Task requirements: Pick up the passage about Mehrtens' book on the history of lattice theory after its last sentence and continue writing it.

Excerpted text:
Mehrtens was awarded his doctorate in 1977 for the thesis Die Entstehung der Verbandstheorie (The emergence of lattice theory) which was published in 1979 and was generally well received. The book is divided into four chapters: 1. The development of the algebra of logic up to the concept of a lattice by Ernst Schröder, 2. Richard Dedekind's theory of "dual groups" (lattices) in the 1890s, 3. the rediscovery and reformulation of lattice theory around 1930, and 4. the establishment and growth of lattice theory in the 1930s.

Garrett Birkhoff, one of the pioneers of lattice theory in the 1930s, reviewed the book for Historia Mathematica and described it as "a thoughtfully written and thought-provoking account of the formation of lattice theory as a mathematical discipline". Birkhoff praised Mehrtens research methods, including the detailed questionnaires which he had sent to living mathematicians who had participated in the development of lattice theory. Birkhoff concluded "All considered, by its faithfulness to truth, recognition of the importance of personality, and imaginative use of original sources, Dr. Mehrtens' thorough yet humane book sets a style which could be followed to great advantage ... by other historians of mathematics trying to describe progress in other 20th-century mathematics."

Data excerpts:
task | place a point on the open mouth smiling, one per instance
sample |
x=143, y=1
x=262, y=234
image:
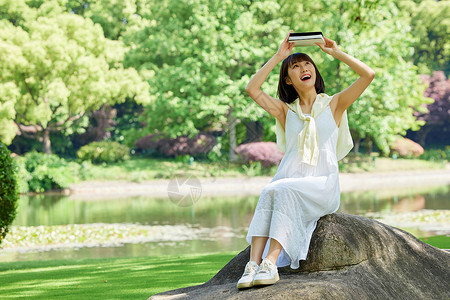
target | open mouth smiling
x=305, y=77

Exercise result:
Ivor Grattan-Guinness in Isis commented "In this excellent history Mehrtens shows himself to be a critical appraiser of lattice theory rather than its paladin ... Mehrtens's account of the nineteenth century progress of lattice theory is a valuable contribution at the interface of the histories of algebra, set theory, and logic." Grattan-Guinness noted the "clever use made by Mehrtens of the reminiscences that he obtained from prominent figures of the time who are still alive." He concluded "His blend of technical competence, social sense, and historical scholarship lends his book quite special qualities among recent publications in the field."

In 1994 Joseph Dauben commented: "This is all borne out in an exemplary fashion in Herbert Mehrtens' recent analysis of the origins and development of lattice theory. As Mehrtens shows, lattice theory arose in many different ways, as a result of diverse motives and different approaches. The eventual acceptance of lattice theory and its emergence as a recognized branch of mathematics in the 1930's was a social process, he says, as well as a matter of technical mathematics."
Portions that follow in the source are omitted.